------ Extrait choisi

Découvrez vos députés de la 14ème législature !

Intervention de Didier le Prado

Réunion du 1er septembre 2010 à 9h00
Commission des lois constitutionnelles, de la législation et de l’administration générale de la république

Didier le Prado :

Le 23 juin 2009, je tenais devant votre commission les propos suivants : « l'Ordre des avocats au Conseil d'État et à la Cour de cassation ne peut que se réjouir de la possibilité désormais ouverte au justiciable par la loi constitutionnelle du 23 juillet 2008 de débattre, à l'occasion d'un procès, de la conformité des dispositions législatives à la Constitution : cette réforme permettra de faire entrer dans le champ du procès ordinaire les droits et libertés constitutionnellement garantis. Elle est la bienvenue puisqu'elle offre de nouveaux droits aux citoyens que nous représentons devant les deux Hautes juridictions. »

J'ajoutai : « cette réforme doit réussir, et elle réussira ». Les avocats aux Conseils, persuadés de l'intérêt de la réforme pour les justiciables, ont tout mis en oeuvre pour qu'elle réussisse.

Les quelques tensions apparues lors des premiers mois d'application de la loi organique conduisent votre commission à procéder à une première évaluation des dispositions adoptées le 10 décembre 2009. Il n'en demeure pas moins que cette réforme est un véritable succès : c'est ce que je souhaiterais souligner dans un premier temps. Je vous exposerai ensuite la part que les avocats aux Conseils ont prise et entendent continuer à prendre à la mise en oeuvre de cette réforme. Puis j'évoquerai les difficultés survenues, qui montrent qu'une réforme de cette ampleur nécessite à l'évidence des ajustements de la part de ses différents acteurs, notamment des juridictions.

Grâce à la réforme de juillet 2008 et à la loi organique du 10 décembre 2009, la France a rejoint les nombreuses démocraties européennes dont l'organe de contrôle de la constitutionnalité des lois peut être saisi à l'initiative d'un citoyen, à l'occasion d'un litige : la norme constitutionnelle est devenue un élément à part entière du débat juridictionnel, assurant au justiciable une meilleure protection de ses droits et libertés.

Les avancées effectives sont réelles, après seulement six mois de mise en oeuvre de la réforme. Le Conseil constitutionnel a rendu des décisions particulièrement importantes, voire historiques : décisions sur la décristallisation des pensions, la rétroactivité de l'amendement anti-Perruche et la carte du combattant, sur des questions transmises pas le Conseil d'État ; décisions sur le régime des inéligibilités, la composition des tribunaux maritimes commerciaux, l'article 575 du Code de procédure pénale et le régime des gardes à vue, sur des questions transmises par la Cour de cassation.

Ainsi, cette réforme a déjà permis des progrès incontestables de notre État de droit, qui n'avaient pu jusqu'alors être obtenus par les avocats sur le seul fondement des stipulations de la Convention européenne des droits de l'homme, notamment de son article 6, pourtant souvent invoquées.

------------

À faire.
• a. Dites si chacune de ces affirmations concorde avec l'intervention de Didier le Prado, en répondant par oui ou non et en citant mot pour mot le passage qui tranche : (i) la loi organique a été adoptée le 10 décembre 2009 ; (ii) la réforme était appliquée depuis un an au moment de l'intervention ; (iii) l'intervenant considère la réforme comme un véritable succès.
• b. Dans l'intervention de Didier le Prado, reprenez tout le passage depuis « Grâce à la réforme » jusqu'à « droits et libertés. », en mettant « particulier » à la place de « citoyen ».
• c. Prolongez l'intervention de Didier le Prado devant la commission des lois, en enchaînant après sa dernière phrase.

------ Lignes présentées

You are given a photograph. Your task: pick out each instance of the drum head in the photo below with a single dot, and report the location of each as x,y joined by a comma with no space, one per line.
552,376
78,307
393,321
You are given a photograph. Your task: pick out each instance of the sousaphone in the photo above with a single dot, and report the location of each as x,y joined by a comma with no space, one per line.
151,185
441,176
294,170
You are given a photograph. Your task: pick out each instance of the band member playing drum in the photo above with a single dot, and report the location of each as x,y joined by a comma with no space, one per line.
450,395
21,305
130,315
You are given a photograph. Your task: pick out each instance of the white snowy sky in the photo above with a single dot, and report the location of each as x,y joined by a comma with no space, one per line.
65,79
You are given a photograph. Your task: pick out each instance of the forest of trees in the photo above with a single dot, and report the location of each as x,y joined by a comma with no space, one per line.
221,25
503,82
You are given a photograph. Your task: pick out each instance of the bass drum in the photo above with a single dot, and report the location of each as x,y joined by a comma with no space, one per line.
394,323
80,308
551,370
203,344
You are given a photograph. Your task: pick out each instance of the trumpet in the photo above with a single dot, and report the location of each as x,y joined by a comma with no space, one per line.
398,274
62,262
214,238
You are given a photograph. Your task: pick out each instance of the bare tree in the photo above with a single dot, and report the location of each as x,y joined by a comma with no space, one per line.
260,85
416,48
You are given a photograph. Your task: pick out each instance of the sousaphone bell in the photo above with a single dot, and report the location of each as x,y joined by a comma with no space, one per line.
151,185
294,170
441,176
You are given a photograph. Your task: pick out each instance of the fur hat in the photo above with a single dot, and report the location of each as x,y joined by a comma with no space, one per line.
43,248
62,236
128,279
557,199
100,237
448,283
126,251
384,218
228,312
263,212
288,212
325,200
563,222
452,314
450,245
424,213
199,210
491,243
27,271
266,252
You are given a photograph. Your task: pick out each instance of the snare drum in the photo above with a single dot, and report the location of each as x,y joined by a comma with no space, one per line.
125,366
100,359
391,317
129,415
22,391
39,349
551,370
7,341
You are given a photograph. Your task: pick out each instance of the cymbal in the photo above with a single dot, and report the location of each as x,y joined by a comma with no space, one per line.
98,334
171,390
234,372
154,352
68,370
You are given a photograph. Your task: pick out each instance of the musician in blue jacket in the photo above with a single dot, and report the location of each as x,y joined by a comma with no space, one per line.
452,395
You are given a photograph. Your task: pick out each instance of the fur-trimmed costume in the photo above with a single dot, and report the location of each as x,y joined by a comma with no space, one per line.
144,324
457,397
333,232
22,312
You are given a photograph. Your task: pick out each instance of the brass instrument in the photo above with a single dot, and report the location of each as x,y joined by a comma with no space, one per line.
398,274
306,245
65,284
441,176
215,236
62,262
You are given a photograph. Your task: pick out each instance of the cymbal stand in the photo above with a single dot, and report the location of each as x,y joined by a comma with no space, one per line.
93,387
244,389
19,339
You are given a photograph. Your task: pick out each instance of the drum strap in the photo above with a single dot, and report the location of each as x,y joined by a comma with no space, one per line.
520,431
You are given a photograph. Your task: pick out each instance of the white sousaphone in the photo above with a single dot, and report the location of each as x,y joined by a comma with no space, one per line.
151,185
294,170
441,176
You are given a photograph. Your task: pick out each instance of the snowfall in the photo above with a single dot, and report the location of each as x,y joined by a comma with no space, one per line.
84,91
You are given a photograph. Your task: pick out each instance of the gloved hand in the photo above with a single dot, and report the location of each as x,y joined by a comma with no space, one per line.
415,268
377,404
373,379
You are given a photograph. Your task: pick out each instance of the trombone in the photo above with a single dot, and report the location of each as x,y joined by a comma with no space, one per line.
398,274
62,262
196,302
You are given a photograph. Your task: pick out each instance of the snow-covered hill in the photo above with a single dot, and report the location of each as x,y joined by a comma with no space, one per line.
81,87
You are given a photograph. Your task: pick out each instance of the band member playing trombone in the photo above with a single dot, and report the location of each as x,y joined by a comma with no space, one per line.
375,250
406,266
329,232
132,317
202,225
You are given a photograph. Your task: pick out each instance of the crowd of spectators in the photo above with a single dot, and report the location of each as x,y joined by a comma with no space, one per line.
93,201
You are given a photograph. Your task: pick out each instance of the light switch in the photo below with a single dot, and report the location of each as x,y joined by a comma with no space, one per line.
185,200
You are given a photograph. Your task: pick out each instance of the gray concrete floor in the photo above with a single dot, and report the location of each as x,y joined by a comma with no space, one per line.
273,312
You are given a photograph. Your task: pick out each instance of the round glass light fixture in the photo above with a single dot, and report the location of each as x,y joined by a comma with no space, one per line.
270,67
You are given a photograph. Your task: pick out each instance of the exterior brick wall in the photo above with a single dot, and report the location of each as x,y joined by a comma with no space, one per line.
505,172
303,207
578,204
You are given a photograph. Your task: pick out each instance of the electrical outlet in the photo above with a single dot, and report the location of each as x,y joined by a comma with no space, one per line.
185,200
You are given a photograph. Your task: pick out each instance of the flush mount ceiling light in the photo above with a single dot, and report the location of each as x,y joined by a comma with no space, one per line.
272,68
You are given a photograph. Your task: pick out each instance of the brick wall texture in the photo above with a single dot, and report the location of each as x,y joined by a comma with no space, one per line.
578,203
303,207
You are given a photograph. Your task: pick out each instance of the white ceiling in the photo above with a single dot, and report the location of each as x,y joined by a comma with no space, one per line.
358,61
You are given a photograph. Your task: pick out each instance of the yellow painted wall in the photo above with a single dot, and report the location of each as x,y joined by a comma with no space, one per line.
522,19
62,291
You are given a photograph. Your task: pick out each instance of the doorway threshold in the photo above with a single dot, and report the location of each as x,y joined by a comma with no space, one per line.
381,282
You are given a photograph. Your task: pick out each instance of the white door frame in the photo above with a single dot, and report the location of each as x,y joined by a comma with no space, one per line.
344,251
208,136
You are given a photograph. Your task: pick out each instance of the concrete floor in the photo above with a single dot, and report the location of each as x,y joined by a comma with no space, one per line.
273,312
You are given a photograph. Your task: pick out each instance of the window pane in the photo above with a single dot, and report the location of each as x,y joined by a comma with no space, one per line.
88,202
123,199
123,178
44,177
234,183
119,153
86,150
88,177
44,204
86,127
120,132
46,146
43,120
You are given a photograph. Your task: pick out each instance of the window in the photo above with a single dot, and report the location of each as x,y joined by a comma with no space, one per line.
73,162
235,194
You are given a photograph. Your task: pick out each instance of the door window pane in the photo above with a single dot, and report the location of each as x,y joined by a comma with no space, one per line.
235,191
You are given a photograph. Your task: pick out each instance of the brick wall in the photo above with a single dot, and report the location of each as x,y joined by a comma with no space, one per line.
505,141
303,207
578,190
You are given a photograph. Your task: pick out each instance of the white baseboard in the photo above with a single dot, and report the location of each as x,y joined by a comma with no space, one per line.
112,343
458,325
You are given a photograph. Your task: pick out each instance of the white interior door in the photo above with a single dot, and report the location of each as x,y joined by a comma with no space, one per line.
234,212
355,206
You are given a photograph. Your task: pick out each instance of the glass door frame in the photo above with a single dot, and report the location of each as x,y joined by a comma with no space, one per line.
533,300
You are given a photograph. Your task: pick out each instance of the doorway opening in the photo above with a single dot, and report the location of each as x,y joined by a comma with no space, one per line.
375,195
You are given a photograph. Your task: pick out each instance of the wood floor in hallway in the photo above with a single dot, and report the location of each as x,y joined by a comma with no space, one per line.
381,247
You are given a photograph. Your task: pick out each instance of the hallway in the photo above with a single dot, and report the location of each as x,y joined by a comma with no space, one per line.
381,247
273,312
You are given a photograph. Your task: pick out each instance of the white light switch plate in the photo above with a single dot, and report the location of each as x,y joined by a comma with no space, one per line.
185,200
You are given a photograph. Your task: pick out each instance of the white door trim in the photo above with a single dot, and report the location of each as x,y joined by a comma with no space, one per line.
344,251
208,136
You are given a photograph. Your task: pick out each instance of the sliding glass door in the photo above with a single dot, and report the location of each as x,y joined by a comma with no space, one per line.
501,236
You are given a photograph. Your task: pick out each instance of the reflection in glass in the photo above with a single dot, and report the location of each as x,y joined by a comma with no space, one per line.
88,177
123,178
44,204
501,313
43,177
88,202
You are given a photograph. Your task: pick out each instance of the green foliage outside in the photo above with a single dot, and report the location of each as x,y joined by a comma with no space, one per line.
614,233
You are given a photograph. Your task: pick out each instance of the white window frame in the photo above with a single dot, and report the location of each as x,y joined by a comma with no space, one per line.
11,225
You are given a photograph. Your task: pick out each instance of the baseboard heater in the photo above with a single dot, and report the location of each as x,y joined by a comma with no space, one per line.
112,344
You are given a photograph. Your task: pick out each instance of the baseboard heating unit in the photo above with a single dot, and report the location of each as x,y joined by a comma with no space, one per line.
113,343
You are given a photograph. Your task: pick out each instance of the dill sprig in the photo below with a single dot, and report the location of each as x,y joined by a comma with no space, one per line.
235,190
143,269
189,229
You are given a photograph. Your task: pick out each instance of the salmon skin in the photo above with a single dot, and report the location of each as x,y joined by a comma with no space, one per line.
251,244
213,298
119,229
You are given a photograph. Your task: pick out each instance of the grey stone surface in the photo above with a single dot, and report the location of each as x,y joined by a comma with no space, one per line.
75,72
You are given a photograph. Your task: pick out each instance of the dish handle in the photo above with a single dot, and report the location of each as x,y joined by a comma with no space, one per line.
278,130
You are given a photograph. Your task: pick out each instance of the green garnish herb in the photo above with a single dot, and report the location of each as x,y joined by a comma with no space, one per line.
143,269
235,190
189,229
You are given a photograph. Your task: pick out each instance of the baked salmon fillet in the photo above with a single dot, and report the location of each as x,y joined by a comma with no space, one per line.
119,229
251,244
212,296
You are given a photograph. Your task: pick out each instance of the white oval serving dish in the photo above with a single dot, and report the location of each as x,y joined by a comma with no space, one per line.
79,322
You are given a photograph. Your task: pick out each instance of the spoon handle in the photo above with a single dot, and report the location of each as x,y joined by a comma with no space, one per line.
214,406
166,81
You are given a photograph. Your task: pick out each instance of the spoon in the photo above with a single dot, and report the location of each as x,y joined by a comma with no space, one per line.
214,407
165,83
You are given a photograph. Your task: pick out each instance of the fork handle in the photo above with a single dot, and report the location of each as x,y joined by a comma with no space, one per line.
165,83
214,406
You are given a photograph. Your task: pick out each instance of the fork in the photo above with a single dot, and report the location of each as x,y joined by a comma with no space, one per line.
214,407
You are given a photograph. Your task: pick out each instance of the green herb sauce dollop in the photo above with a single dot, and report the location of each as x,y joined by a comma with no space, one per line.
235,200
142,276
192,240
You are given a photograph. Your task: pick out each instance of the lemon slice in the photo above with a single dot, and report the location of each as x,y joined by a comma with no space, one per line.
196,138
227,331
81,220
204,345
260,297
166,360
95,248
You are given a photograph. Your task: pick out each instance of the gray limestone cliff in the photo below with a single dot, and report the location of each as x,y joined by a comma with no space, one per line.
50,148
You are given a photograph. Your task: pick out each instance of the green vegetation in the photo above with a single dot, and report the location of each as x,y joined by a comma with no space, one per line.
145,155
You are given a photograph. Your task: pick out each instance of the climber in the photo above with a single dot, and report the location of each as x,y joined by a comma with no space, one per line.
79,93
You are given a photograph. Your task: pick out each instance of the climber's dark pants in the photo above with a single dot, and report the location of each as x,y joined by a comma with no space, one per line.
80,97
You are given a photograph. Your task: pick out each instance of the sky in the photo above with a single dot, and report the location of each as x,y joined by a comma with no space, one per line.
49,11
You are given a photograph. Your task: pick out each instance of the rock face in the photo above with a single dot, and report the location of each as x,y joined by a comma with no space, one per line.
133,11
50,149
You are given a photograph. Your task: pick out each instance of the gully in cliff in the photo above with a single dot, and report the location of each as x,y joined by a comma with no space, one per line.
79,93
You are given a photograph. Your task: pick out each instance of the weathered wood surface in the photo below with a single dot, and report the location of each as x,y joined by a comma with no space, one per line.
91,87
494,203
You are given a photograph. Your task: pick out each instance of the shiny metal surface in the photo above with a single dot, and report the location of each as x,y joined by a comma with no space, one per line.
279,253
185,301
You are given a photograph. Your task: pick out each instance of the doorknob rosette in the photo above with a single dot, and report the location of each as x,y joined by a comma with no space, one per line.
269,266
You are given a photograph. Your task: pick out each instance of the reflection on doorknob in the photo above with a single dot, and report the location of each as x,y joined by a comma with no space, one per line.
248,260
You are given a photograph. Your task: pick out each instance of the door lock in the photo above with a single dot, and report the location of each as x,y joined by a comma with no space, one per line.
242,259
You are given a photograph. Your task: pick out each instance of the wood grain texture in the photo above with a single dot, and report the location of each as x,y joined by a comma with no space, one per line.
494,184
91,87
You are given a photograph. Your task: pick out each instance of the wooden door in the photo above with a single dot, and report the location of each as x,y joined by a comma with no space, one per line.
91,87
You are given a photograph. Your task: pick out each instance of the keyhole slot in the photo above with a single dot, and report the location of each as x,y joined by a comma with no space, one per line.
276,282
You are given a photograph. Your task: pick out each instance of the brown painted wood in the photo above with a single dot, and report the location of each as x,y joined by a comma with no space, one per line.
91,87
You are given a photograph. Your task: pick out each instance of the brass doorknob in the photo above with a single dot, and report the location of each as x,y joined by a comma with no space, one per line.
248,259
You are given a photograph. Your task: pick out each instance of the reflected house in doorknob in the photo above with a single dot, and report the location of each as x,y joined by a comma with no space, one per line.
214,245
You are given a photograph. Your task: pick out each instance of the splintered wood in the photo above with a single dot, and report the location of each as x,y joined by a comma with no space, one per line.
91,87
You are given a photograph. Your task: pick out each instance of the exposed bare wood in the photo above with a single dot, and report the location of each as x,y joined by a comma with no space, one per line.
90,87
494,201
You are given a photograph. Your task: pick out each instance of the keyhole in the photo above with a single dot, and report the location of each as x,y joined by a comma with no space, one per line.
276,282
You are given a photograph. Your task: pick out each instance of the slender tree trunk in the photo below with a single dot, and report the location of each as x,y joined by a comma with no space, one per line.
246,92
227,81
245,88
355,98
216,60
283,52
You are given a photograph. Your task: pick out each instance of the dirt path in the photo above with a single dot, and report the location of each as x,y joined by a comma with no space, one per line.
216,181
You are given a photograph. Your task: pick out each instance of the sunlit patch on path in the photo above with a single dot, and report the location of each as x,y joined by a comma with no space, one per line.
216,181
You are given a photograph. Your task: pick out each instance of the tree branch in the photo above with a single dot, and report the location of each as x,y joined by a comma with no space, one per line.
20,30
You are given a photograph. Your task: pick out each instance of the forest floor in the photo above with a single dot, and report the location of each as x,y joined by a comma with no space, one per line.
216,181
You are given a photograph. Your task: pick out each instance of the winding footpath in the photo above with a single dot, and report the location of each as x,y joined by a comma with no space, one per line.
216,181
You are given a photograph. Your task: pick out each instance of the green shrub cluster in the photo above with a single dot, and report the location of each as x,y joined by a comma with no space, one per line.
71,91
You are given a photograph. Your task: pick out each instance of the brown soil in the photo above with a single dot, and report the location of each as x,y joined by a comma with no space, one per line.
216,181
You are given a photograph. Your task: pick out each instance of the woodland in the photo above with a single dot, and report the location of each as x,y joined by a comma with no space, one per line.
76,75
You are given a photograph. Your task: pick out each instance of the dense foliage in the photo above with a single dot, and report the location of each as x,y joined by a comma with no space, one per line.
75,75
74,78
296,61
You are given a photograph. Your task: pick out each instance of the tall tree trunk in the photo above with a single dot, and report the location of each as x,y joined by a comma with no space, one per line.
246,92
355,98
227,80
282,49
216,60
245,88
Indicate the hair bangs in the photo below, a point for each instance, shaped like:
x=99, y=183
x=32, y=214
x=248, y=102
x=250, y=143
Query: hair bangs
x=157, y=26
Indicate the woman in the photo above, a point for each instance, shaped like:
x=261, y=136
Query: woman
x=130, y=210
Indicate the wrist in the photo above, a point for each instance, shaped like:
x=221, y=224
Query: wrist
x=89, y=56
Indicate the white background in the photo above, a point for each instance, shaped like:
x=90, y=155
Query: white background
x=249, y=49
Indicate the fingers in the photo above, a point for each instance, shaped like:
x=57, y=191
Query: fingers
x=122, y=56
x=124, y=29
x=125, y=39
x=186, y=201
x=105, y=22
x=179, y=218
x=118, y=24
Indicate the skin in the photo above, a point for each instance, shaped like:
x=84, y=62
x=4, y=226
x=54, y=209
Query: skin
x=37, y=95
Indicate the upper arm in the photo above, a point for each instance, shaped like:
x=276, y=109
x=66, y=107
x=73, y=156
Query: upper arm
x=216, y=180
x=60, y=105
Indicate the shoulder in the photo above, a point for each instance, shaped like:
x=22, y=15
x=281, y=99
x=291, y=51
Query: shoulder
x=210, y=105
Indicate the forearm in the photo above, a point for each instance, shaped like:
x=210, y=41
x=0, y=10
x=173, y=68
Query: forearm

------------

Réponses par tâche.
• a.
(i) Oui : « dispositions adoptées le 10 décembre 2009 ».
(ii) Non : « après seulement six mois de mise en oeuvre de la réforme ».
(iii) Oui : « cette réforme est un véritable succès ».

• b.
Grâce à la réforme de juillet 2008 et à la loi organique du 10 décembre 2009, la France a rejoint les nombreuses démocraties européennes dont l'organe de contrôle de la constitutionnalité des lois peut être saisi à l'initiative d'un particulier, à l'occasion d'un litige : la norme constitutionnelle est devenue un élément à part entière du débat juridictionnel, assurant au justiciable une meilleure protection de ses droits et libertés.

• c.
Ce bilan très positif est dû au travail magistral réalisé par le Conseil constitutionnel, mais aussi à la contribution des deux hautes juridictions : la liste des abrogations intervenues en atteste.

Le Conseil d'État a enregistré 177 questions prioritaires de constitutionnalité – 104 dans le cadre d'une saisine directe et 73 transmises par les juridictions du fond ; 33 questions ont été transmises au Conseil constitutionnel, soit 25,4 % des questions examinées.

La Cour de cassation quant à elle a été saisie de 357 questions – 231 soulevées à l'occasion d'un pourvoi et 126 transmises par les juridictions du fond ; 99 questions ont été transmises au Conseil constitutionnel, soit 38,7 % des questions examinées.

Il m'est difficile de me prononcer aujourd'hui sur le caractère opérationnel du filtre opéré par les juridictions du fond, dans la mesure où les pourvois en cassation contre les décisions de refus de transmission des juridictions a quo ne peuvent être déposés qu'en même temps que celui dirigé contre la décision au fond. Cela étant, je n'ai pas été informé de difficulté particulière. Il convient à mon sens de maintenir ce filtre afin que les juridictions soient parties prenantes à cette réforme. Par ailleurs, le critère selon lequel la question ne doit pas être dépourvue de caractère sérieux me paraît efficace.

En dépit des quelques difficultés apparues lors des premiers mois de la mise en oeuvre, le filtre qu'opère la procédure mise en place pour l'examen des questions prioritaires de constitutionnalité par les juridictions suprêmes m'apparaît également nécessaire, puisqu'il permet d'assurer la cohérence des questions et leur regroupement le cas échéant, évitant au Conseil constitutionnel de se voir saisi de questions sans objet ou sans intérêt.

La procédure prévue par la loi organique du 10 décembre 2009 et par son décret d'application du 16 février 2010 permet d'allier d'une part célérité et efficacité, d'autre part respect des principes fondamentaux du procès, notamment du contradictoire. Les mémoires sont échangés tant devant le Conseil d'État que devant la Cour de cassation dans des délais brefs, permettant aux cours suprêmes de statuer en respectant le délai de trois mois qui leur est imparti. Dans ces mémoires, distincts et motivés, les avocats peuvent utilement développer une argumentation centrée autour de la seule question de constitutionnalité. Ces mémoires seront, le cas échéant, transmis au Conseil constitutionnel.

Je ferai une seule observation, qui relève davantage des dispositions du décret que de celles de la loi organique. A la différence du Conseil d'État, la Cour de cassation est tenue d'instruire et de transmettre éventuellement au Conseil constitutionnel toute question prioritaire de constitutionnalité dont elle est saisie, ce qui peut alourdir considérablement la tâche des chambres de la Cour de cassation désormais compétentes. Il serait peut être opportun de prévoir une disposition, à l'instar de celle qui existe devant le Conseil d'État, selon laquelle la Cour de cassation pourrait ne pas renvoyer au Conseil constitutionnel une question mettant en cause, par les mêmes motifs, une disposition législative dont le Conseil est déjà saisi, et différer alors sa décision jusqu'à l'intervention de celle du Conseil constitutionnel.

La procédure mise en place pour l'examen des questions prioritaires de constitutionnalité par le Conseil constitutionnel me paraît elle aussi répondre aux objectifs de célérité et de respect du contradictoire.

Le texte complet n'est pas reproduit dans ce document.